• Objetivo 1:
Converta em uma lista JSON de strings, uma por linha e sem as linhas em branco, o trecho das entradas que começa na linha que contém "May I ask you to find the grey sofa" e segue até a linha que contém "[[234, 158, 441, 222]]", incluindo as duas.

• Documento de origem:
----------
No entanto, quando olhamos para o comportamento individual de Jesse, podemos enxergar esse episódio como assistemático. Nesse sentido, para explicar as variações linguísticas dos indivíduos é necessário entender a comunidade em que ele está inserido. As comunidades são fontes de associações indiciais, das quais os falantes evocam para fazer escolhas de uso e, por decorrência, performar identidades. Pode-se notar que essas associações são multidimensionais, pois compreendem uma série de estratificações sociais. Considerando isso, Guy se pergunta qual seria o nível de agentividade dos falantes acerca de seu uso, o quão fluido são as escolhas individuais a respeito das variáveis e o quão coerente é o comportamento da comunidade em relação a suas avaliações linguísticas e os significados sociais.

A fim de ilustração, Guy discute o trabalho de Mendes (2016[3]) sobre a concordância nominal em São Paulo, variável saliente que possui uma norma cristalizada na comunidade. Nesta pesquisa, o autor fez uso de quatro vozes masculinas e aplicou a técnica matched-guised (LAMBERT, 1967 apud LABOV, 1972[4]) – usada para observar a avaliação subjetiva de ouvintes em relação a uma variável. Foram observados três componentes principais nas respostas (competência linguística, amigabilidade e efeminidade) com o objetivo de investigar a percepção de masculinidade. Os resultados de Mendes mostraram que a produção da marca zero é entendida como proveniente de pessoas menos escolarizadas e menos efeminadas. Para todos os ouvintes, a escolaridade foi a variável mais relevante. Assim, como fator mais significativo, a escolaridade tem efeito sobre a avaliação da fala individual. Logo, quanto mais saliente1 for uma variável na comunidade de fala, mais relacionada à concepção de certo e errado ela é.
----------
• Objetivo 2:
No texto sobre variação linguística, reescreva o trecho que começa em "No entanto, quando" e vai até "os significados sociais.", trocando "falantes" por "usuários".
----------
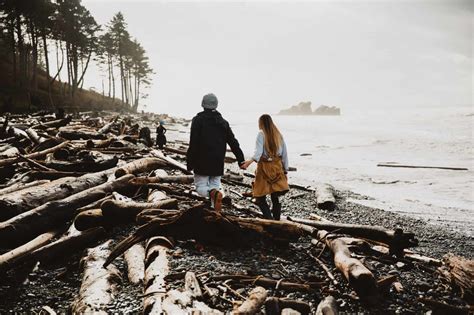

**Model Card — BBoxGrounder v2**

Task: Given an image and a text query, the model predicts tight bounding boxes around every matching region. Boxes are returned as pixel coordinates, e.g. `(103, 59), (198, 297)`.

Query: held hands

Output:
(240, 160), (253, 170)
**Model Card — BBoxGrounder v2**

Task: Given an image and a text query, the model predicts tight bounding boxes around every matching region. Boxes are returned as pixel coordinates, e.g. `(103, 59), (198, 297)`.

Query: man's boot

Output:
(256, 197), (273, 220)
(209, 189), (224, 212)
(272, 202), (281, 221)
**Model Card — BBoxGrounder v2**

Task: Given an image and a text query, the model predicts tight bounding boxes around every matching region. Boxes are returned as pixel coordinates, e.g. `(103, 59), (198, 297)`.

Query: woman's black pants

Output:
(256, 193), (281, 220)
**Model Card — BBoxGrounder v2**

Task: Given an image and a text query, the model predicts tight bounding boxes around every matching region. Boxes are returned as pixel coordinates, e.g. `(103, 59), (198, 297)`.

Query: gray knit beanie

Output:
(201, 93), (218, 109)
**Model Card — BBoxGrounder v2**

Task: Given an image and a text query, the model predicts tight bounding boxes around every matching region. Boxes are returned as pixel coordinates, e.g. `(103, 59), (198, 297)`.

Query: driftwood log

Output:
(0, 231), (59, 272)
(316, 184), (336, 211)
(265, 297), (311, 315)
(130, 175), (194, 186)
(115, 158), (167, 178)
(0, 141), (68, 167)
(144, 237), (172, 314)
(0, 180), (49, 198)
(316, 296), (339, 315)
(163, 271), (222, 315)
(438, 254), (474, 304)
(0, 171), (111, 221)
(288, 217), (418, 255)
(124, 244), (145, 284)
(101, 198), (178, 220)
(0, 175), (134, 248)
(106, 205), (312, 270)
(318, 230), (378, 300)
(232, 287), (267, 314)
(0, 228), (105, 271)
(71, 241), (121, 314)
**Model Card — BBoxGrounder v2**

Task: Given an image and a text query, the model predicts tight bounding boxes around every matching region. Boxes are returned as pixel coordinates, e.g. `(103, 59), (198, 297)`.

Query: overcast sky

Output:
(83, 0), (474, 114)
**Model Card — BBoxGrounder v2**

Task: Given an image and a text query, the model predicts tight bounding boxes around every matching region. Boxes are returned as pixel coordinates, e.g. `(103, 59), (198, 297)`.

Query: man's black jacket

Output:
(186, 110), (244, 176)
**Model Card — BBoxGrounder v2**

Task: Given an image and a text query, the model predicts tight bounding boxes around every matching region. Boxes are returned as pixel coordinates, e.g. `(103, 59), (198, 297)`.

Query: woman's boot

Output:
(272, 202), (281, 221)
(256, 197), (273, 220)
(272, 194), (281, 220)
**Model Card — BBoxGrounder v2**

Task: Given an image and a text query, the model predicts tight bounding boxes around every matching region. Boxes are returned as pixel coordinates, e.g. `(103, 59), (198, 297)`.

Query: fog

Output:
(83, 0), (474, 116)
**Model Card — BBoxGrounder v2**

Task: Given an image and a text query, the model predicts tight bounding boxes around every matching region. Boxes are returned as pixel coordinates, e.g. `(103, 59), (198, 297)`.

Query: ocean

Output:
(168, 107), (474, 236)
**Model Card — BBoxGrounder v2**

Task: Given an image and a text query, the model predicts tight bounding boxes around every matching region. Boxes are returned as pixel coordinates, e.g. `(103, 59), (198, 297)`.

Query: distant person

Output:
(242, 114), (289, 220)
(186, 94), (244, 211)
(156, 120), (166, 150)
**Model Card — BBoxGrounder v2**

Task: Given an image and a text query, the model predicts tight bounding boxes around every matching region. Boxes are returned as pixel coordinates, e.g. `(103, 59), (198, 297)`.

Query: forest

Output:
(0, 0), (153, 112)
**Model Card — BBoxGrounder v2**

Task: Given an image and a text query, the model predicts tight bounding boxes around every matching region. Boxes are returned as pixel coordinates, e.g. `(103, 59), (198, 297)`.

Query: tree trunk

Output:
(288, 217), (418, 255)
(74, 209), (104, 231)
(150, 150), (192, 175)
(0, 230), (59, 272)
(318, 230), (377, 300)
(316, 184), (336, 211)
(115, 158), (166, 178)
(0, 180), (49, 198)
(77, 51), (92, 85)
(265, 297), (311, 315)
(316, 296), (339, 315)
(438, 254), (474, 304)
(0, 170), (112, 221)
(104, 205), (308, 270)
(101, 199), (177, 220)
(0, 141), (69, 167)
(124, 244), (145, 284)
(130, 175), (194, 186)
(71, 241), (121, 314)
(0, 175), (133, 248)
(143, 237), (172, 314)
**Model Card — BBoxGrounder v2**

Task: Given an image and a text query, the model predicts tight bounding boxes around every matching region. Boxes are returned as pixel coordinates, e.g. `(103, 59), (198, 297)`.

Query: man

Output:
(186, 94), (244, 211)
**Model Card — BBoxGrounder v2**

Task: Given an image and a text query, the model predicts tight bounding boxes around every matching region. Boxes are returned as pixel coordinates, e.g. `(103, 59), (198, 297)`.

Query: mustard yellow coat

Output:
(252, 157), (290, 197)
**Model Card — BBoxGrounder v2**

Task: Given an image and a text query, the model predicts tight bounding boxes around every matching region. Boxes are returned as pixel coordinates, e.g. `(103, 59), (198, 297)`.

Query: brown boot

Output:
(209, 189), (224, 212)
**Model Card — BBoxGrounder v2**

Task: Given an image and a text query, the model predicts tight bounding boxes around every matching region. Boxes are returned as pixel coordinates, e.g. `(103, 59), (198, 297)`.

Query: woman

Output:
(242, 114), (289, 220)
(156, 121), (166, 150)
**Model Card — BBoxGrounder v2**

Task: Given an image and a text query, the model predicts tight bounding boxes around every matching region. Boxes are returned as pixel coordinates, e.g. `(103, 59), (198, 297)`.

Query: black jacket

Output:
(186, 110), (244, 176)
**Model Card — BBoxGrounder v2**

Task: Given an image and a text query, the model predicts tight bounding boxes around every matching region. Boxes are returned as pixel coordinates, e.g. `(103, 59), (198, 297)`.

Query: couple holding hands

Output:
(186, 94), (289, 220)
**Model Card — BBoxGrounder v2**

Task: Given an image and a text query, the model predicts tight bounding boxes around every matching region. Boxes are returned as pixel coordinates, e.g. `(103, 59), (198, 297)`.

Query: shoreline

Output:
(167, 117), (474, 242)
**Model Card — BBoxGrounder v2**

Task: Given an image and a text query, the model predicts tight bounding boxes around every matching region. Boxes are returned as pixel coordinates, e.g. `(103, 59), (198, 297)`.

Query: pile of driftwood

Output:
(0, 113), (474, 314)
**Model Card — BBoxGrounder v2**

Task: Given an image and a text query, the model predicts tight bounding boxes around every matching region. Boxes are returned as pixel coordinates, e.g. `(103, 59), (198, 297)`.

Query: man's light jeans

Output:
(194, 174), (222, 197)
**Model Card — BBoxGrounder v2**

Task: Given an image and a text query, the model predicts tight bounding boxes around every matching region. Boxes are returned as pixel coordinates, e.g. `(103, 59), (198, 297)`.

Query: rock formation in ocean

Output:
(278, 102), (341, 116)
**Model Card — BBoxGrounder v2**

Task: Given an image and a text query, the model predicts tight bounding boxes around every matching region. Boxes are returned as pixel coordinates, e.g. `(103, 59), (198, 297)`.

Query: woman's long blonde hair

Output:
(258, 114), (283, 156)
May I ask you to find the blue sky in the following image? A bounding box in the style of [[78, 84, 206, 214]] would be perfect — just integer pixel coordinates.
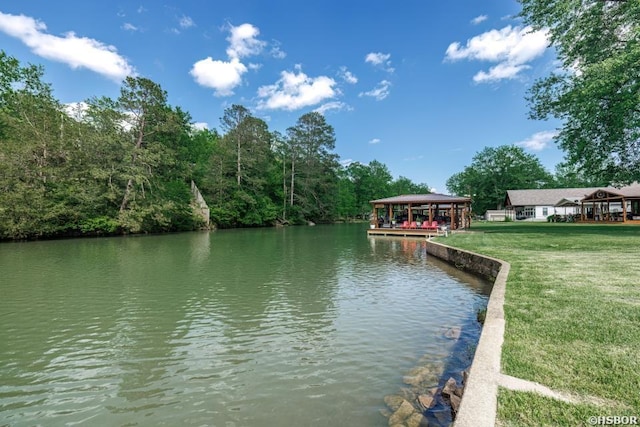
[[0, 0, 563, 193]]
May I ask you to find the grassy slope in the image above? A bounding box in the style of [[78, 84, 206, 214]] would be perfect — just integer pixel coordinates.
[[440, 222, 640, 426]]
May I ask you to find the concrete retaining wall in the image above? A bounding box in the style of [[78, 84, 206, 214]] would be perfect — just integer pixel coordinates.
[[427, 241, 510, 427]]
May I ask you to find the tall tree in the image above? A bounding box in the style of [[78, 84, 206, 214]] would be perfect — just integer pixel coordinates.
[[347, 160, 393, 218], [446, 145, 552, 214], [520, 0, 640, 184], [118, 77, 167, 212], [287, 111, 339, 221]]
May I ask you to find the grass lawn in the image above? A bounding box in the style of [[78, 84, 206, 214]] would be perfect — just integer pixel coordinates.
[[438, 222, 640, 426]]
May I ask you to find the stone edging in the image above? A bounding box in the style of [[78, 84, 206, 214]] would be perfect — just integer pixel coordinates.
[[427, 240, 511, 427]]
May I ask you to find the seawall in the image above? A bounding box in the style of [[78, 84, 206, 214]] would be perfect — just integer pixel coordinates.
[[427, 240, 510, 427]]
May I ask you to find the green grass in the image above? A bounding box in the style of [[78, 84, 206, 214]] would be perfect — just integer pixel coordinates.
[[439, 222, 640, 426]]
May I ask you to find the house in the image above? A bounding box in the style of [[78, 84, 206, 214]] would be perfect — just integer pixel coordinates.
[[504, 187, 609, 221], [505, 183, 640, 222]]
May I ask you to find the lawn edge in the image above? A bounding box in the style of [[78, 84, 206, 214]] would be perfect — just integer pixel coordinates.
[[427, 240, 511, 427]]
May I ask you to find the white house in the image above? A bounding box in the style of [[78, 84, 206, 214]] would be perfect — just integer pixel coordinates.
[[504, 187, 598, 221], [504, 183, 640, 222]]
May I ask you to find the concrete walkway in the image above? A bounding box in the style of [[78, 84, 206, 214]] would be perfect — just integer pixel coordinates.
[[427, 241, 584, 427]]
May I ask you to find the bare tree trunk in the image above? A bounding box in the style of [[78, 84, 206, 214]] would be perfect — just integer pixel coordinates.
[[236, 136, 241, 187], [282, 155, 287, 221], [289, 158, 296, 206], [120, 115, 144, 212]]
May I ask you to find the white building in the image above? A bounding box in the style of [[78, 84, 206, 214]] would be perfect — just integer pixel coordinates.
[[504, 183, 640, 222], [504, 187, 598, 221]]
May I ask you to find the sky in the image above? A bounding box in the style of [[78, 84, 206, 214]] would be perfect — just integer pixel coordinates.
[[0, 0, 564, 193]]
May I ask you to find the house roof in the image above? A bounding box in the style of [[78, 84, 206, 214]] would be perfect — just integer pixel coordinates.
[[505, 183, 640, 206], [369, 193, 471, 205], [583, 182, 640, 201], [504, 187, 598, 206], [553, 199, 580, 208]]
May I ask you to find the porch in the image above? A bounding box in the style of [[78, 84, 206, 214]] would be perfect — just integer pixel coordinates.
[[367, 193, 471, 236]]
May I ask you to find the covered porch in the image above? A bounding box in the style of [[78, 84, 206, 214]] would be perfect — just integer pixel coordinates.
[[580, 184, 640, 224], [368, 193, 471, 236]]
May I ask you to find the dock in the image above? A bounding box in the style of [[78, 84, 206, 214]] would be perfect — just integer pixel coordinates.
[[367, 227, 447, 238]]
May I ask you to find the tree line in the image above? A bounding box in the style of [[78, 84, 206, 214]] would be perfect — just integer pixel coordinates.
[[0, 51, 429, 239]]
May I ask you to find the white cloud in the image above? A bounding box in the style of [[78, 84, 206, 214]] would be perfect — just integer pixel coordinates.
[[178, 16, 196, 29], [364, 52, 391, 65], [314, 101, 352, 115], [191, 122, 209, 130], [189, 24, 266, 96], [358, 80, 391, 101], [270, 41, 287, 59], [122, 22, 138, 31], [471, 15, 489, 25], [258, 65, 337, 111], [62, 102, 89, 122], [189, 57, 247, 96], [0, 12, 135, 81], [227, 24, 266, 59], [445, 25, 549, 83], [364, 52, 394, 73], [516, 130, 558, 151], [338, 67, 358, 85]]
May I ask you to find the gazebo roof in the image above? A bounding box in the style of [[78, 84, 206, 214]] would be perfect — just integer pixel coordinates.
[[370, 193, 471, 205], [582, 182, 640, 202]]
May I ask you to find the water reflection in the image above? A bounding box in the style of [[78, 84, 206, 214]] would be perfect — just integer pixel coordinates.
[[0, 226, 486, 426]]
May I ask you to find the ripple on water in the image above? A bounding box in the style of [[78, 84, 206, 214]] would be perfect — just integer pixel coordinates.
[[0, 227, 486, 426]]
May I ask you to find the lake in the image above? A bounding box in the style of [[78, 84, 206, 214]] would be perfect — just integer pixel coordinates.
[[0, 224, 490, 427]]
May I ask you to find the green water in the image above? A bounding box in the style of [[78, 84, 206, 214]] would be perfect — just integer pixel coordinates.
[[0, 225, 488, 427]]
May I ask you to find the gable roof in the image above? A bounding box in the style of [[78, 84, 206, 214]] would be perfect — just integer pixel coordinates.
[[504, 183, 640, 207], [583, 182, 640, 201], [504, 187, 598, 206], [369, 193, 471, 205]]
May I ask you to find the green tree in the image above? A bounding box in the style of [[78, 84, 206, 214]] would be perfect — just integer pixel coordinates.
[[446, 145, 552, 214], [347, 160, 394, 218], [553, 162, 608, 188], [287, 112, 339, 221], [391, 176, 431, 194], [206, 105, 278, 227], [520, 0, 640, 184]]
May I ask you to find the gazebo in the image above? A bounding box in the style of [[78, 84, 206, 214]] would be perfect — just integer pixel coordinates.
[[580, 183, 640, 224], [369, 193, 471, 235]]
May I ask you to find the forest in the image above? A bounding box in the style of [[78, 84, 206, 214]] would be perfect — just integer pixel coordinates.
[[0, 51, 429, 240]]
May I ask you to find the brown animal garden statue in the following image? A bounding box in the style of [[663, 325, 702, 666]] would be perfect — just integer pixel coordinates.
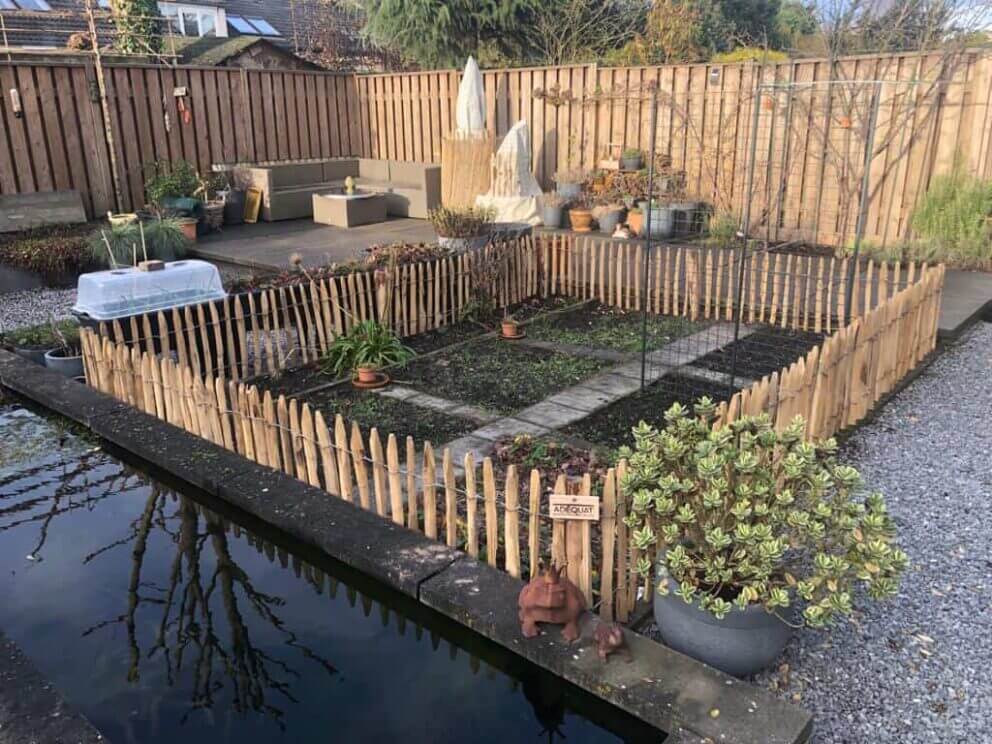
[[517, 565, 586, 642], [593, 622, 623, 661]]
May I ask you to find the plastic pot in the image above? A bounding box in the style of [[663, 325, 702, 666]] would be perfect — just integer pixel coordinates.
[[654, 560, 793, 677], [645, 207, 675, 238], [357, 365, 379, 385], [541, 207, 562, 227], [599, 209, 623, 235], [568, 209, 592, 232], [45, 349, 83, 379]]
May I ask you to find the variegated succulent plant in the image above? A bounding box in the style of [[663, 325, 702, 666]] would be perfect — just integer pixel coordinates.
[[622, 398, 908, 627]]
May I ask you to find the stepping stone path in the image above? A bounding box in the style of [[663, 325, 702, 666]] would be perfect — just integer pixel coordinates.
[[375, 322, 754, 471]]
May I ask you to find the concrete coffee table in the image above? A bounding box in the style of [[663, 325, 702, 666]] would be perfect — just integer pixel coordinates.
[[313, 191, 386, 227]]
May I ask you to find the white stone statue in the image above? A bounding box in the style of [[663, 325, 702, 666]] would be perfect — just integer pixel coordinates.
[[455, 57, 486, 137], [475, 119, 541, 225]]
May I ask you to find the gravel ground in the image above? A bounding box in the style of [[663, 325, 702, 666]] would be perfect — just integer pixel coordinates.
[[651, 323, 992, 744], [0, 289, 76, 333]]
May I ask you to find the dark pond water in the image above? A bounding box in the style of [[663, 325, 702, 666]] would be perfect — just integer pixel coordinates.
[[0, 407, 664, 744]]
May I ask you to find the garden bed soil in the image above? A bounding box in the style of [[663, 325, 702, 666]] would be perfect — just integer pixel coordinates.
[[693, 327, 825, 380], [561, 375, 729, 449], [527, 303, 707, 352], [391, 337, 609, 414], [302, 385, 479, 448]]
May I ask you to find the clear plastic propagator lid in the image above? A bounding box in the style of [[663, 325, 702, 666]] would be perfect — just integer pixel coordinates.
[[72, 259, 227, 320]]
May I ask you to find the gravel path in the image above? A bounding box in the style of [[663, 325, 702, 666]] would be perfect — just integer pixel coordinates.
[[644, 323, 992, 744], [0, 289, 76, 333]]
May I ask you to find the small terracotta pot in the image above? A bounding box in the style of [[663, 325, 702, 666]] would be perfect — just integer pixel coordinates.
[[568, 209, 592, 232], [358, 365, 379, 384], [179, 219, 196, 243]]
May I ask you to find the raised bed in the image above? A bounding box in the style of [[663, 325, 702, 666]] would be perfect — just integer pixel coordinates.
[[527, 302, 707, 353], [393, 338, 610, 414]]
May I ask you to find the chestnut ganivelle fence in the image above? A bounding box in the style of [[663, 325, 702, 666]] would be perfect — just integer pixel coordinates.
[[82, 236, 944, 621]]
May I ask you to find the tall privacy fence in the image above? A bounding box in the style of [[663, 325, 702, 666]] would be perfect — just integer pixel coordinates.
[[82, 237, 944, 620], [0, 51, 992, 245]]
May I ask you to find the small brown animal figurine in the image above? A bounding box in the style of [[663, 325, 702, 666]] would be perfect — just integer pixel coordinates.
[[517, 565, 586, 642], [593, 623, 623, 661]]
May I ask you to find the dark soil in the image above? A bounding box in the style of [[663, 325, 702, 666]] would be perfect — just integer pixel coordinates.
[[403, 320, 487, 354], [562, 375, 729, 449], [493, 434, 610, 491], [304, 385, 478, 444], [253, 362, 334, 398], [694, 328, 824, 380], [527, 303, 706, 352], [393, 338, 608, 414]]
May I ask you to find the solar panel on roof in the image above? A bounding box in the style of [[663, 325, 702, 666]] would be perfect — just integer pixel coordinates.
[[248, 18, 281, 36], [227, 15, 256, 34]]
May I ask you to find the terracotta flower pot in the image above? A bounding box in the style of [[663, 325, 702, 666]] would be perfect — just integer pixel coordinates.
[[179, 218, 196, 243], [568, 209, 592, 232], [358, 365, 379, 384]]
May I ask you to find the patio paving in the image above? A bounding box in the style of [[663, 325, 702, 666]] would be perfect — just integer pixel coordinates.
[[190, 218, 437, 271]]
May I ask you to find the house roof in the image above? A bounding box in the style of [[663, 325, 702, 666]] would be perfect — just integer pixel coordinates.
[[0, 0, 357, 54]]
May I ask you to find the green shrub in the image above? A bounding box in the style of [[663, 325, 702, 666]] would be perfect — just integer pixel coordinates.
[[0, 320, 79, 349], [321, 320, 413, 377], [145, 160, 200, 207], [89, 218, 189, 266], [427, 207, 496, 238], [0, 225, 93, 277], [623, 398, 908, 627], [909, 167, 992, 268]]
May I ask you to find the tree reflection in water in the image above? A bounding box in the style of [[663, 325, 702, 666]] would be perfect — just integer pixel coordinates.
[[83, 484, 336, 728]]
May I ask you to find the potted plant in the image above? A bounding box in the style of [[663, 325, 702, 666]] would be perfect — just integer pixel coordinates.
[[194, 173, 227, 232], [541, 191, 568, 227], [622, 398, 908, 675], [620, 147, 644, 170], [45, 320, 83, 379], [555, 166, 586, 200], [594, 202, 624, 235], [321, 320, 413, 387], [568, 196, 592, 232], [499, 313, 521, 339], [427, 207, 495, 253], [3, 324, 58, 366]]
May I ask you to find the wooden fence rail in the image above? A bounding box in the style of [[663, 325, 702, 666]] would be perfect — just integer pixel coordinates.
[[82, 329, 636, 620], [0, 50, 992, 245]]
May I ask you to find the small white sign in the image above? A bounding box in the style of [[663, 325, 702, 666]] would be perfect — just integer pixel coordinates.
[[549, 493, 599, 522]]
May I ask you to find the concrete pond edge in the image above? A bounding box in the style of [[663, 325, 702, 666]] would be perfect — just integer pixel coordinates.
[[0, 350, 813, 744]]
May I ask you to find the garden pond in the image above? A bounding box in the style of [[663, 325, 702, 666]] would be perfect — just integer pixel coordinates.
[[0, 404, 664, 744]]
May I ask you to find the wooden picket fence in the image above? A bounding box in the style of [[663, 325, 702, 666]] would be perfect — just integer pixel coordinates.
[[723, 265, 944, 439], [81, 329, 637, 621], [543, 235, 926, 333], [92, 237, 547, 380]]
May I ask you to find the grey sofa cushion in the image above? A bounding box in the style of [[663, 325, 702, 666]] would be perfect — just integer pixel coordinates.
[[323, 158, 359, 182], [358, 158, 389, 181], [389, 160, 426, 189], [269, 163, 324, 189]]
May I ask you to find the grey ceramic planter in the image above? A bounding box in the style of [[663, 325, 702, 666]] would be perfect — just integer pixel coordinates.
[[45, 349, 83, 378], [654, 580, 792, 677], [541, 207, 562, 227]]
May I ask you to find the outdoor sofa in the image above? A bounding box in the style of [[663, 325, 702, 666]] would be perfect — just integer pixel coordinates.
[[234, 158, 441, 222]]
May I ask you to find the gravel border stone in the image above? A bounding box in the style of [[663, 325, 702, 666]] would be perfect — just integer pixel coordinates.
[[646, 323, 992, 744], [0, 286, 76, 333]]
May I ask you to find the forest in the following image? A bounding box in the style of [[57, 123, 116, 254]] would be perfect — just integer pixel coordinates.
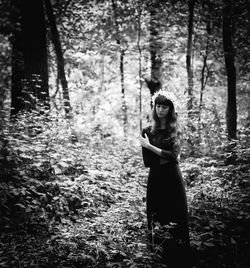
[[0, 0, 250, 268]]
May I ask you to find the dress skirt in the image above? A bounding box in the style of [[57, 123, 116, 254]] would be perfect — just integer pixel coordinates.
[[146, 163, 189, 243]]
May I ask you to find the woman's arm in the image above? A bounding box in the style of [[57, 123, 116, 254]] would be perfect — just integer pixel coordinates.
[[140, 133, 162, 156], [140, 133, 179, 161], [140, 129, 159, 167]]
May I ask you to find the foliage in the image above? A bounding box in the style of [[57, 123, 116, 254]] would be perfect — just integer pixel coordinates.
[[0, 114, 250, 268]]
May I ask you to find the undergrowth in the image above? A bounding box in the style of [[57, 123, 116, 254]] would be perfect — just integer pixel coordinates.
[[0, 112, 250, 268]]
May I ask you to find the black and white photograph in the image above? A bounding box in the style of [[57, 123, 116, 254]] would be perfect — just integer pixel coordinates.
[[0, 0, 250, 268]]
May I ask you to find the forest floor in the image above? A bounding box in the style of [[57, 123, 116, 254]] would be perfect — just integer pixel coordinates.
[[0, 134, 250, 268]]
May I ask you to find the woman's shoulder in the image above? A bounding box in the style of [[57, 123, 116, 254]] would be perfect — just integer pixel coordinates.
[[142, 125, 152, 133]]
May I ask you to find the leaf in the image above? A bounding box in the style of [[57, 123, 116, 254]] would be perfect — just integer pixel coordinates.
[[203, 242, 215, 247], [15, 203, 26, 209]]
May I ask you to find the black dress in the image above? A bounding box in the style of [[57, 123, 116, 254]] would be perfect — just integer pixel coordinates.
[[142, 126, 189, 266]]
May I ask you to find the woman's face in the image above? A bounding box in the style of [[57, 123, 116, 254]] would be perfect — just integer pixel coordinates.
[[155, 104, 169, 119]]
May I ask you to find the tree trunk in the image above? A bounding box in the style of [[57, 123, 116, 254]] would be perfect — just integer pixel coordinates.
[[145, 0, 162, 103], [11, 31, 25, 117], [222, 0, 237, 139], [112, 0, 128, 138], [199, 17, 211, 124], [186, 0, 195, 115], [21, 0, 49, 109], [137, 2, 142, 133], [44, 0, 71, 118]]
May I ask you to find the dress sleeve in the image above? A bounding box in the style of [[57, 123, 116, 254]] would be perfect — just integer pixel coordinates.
----------
• Resposta desenvolvida 1:
[
  "May I ask you to find the grey sofa cushion in the image above? A bounding box in the style of [[663, 325, 702, 666]] would be perfect — just integer pixel coordinates.",
  "[[323, 158, 359, 182], [358, 158, 389, 181], [389, 160, 426, 189], [269, 163, 324, 189]]",
  "May I ask you to find the grey ceramic planter in the image above? A bounding box in the style of [[663, 325, 702, 666]] would be perfect — just integer pixel coordinates.",
  "[[45, 349, 83, 378], [654, 580, 792, 677], [541, 207, 562, 227]]",
  "May I ask you to find the outdoor sofa in the image above? A bounding box in the style of [[663, 325, 702, 666]] would be perfect — just integer pixel coordinates.",
  "[[234, 158, 441, 222]]"
]

• Resposta desenvolvida 2:
No entanto, quando olhamos para o comportamento individual de Jesse, podemos enxergar esse episódio como assistemático. Nesse sentido, para explicar as variações linguísticas dos indivíduos é necessário entender a comunidade em que ele está inserido. As comunidades são fontes de associações indiciais, das quais os usuários evocam para fazer escolhas de uso e, por decorrência, performar identidades. Pode-se notar que essas associações são multidimensionais, pois compreendem uma série de estratificações sociais. Considerando isso, Guy se pergunta qual seria o nível de agentividade dos usuários acerca de seu uso, o quão fluido são as escolhas individuais a respeito das variáveis e o quão coerente é o comportamento da comunidade em relação a suas avaliações linguísticas e os significados sociais.